-- START Extract to read --

Steven Jewel Blog RSS Feed

03 Oct 2013

ClearSkies internals: Brain-dead threads

I am working on a project called ClearSkies which is a open source, peer-to-peer replacement for BitTorrent Sync or DropBox. A draft version of the protocol is complete and I am now working on making a reference implementation.

Because it's a reference implementation I am making a special effort to make sure that the code is easy to understand. Because of this I am writing it in ruby. While ruby is famous for rails, a website building framework, I have been writing desktop applications in it since roughly the time that rails was released.

Most of the time the program is running the shares will be synced and so the program is going to be idle. When it is working, nearly all of the CPU time will be spent in OpenSSL, calculating SHA256 hashes (which is written in C), or waiting for disk. For non-LAN syncs, most of the time will be spent waiting for the network. Furthermore, the program is meant to run in the background, meaning the user won't be sensitive to its performance. For these reasons I don't believe that the performance gains of writing it in C or go will matter.

The reference implementation is going to consist of a daemon and a command-line user-interface. I believe that a command-line interface needs to come first, since that is the easiest to create, and it frees up time to focus on the details of the daemon. It will be easy for me or someone else to create a graphical user interface later on.

One of the major impacts on design of a network daemon is how to deal with concurrency. For a sync program like this, a typical home user is only going to have a few devices and perhaps a few shares with friends, so if the reference implementation only needs to handle perhaps fifty concurrent connections. The connections are going to be long-lived. My favorite way to write a daemon under these conditions is to make a shared-nothing forking server. That isn't a good option in this case because there is a lot of shared state.

The most obvious choice is threading. Threads work well for such low levels of concurrency. The downside of threads is that you have to be very careful in order to avoid race conditions and deadlocks.

-- END Extract to read --
-- START Information given --

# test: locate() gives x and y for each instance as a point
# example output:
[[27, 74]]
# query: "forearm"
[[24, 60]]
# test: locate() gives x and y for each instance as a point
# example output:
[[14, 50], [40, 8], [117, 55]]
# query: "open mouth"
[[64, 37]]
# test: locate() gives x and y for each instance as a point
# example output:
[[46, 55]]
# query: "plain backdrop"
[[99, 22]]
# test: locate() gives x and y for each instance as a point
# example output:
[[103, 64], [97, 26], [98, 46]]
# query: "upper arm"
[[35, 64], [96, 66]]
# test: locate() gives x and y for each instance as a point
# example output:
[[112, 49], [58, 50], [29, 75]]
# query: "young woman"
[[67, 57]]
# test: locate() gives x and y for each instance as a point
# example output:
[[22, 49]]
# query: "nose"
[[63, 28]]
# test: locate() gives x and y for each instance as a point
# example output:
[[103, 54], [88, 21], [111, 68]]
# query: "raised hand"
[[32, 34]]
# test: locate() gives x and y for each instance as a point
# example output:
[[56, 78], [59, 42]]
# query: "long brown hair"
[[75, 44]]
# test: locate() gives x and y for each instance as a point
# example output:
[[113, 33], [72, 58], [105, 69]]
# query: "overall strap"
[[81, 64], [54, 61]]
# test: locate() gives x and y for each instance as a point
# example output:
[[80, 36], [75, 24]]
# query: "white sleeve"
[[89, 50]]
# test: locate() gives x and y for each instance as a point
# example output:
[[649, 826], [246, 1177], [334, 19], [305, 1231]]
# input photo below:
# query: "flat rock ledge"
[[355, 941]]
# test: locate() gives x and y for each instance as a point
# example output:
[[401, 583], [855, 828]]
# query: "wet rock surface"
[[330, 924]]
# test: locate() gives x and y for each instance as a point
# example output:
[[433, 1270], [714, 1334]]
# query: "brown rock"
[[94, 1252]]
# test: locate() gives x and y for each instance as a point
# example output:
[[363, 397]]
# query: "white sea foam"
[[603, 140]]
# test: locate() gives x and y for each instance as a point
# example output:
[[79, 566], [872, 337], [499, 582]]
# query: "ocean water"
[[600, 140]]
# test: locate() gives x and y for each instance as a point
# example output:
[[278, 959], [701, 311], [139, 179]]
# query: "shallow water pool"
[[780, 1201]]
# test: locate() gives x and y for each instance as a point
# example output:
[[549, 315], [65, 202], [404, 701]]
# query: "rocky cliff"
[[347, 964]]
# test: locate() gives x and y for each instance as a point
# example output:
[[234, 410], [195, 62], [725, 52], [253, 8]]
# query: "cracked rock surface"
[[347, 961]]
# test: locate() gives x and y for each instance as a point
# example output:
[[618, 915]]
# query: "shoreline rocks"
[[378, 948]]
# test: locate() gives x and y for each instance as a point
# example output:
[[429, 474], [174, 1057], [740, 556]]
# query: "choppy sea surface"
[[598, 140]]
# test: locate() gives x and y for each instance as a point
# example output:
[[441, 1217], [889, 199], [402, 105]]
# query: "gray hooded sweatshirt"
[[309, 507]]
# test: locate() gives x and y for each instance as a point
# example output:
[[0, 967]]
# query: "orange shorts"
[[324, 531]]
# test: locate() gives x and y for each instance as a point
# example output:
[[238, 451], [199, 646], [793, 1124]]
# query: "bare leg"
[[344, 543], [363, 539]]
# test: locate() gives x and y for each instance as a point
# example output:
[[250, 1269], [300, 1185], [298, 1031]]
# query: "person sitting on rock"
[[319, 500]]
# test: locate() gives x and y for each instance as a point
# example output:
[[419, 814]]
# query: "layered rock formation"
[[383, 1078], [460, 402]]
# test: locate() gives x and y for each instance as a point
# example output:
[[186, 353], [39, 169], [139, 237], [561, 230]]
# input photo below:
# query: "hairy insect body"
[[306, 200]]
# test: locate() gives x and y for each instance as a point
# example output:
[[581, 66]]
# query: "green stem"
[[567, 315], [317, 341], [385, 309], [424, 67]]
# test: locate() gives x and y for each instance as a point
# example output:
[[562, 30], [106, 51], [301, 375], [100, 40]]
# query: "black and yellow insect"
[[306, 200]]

-- END Information given --

### Exercise instructions:
1 – Say whether each statement agrees with the ClearSkies post, answering yes or no and quoting the deciding words of the post. (a) The reference implementation is being written in ruby. (b) The graphical user interface is planned before the command-line interface. (c) A shared-nothing forking server suits this daemon.
2 – Reproduce the part of the ClearSkies post from "Most of the time the" up to and including "go will matter.", word for word.

### Exercise answers:
1 –
(a) Yes: "Because of this I am writing it in ruby."
(b) No: "I believe that a command-line interface needs to come first"
(c) No: "That isn't a good option in this case because there is a lot of shared state."

2 –
Most of the time the program is running the shares will be synced and so the program is going to be idle. When it is working, nearly all of the CPU time will be spent in OpenSSL, calculating SHA256 hashes (which is written in C), or waiting for disk. For non-LAN syncs, most of the time will be spent waiting for the network. Furthermore, the program is meant to run in the background, meaning the user won't be sensitive to its performance. For these reasons I don't believe that the performance gains of writing it in C or go will matter.